• Source document
Content starts

WASHINGTON (CBSDC) – The notion that concussions among U.S. military members serving in Afghanistan and Iraq brings about a greater risk for suicide is as strong as ever.
A new paper published this week detailed how military personnel in Iraq who had suffered multiple concussions were more prone to think about or go through with suicide compared to people who had suffered one or no concussions.
According to the paper, 161 subjects who had suspected concussions were questioned about their history of head trauma. Amongst the subjects with two or more concussions, 12 percent said they had considered suicide, by far the largest number among the tested groups. For those subjects who had never suffered a concussion, none of them reported having suicidal thoughts with in the past year. And only 3 percent of those people with one concussion had considered suicide.
“All of a sudden the likelihood of being suicidal increased dramatically once you had the second head injury,” Craig Bryan, lead author of the study, told the Los Angeles Times.
The study, which was published in the journal JAMA Psychiatry, is the latest research to support the idea that two of the U.S. military’s two biggest epidemics are indeed linked to each other, and that more is needed to address the issue. Bryan told the LA Times that the troops who suffer multiple concussions are hesitant to recognize the problems that come with the pain.
“They very much want to be returned to duty,” Bryan said. “They feel guilty letting everybody else down while they are in a clinic.”

Content ends

Entries drawn from a collection
Content starts

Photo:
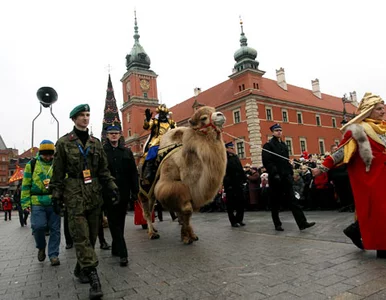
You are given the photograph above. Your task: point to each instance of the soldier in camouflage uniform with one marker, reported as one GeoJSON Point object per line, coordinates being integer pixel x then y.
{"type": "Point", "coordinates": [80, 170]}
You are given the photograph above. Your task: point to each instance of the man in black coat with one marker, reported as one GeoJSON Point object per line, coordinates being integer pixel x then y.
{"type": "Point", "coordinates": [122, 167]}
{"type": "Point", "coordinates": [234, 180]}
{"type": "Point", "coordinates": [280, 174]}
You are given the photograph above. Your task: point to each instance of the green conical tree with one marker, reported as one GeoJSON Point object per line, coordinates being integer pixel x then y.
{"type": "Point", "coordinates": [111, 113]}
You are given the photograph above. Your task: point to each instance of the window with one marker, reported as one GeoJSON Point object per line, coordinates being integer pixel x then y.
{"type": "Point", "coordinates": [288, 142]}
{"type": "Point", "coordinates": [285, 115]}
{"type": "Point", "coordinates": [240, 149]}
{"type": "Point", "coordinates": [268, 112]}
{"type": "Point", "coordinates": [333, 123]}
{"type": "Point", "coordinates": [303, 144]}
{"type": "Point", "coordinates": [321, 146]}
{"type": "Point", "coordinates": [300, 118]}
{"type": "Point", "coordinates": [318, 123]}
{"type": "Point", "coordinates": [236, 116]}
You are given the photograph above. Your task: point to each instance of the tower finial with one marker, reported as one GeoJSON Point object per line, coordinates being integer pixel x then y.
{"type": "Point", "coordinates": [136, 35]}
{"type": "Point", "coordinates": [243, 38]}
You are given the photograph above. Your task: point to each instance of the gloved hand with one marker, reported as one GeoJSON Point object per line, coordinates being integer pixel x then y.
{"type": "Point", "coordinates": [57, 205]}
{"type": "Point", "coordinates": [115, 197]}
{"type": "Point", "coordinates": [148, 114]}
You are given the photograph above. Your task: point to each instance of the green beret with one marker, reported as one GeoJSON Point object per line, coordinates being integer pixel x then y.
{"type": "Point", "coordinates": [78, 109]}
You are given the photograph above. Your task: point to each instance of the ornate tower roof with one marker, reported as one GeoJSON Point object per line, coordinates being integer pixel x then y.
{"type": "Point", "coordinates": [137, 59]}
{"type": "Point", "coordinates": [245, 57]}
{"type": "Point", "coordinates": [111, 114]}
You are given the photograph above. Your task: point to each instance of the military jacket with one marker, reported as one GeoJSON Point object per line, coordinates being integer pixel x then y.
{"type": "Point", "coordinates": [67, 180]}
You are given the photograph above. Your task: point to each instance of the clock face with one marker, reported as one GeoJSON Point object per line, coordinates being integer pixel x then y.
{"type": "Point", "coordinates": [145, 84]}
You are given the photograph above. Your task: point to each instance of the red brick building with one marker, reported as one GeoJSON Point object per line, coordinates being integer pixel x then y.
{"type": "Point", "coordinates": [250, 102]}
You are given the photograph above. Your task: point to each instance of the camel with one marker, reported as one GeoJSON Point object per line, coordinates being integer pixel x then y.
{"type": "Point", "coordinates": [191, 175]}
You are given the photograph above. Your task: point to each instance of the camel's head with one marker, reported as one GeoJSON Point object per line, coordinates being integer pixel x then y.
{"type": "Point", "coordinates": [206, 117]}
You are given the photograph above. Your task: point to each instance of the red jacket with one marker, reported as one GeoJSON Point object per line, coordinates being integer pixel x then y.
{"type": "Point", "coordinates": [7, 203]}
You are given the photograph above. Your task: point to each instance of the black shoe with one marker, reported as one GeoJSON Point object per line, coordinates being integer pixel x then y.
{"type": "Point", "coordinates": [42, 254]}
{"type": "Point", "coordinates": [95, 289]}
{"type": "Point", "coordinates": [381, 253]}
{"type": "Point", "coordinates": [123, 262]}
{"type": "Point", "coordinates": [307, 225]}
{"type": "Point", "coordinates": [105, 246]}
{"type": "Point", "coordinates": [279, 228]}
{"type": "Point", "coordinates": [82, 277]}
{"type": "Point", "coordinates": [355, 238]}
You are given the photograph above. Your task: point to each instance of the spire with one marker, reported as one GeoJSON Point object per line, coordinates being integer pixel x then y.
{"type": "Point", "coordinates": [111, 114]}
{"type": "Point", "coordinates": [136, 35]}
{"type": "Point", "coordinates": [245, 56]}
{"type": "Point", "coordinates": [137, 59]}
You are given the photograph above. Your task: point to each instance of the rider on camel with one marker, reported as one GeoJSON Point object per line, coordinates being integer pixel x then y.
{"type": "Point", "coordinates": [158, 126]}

Content ends

• Work request
In the article on concussions and suicide risk, rewrite the passage starting at "A new paper" and ending at "or no concussions.", swapping "military personnel" for "service members".

• Problem solution
A new paper published this week detailed how service members in Iraq who had suffered multiple concussions were more prone to think about or go through with suicide compared to people who had suffered one or no concussions.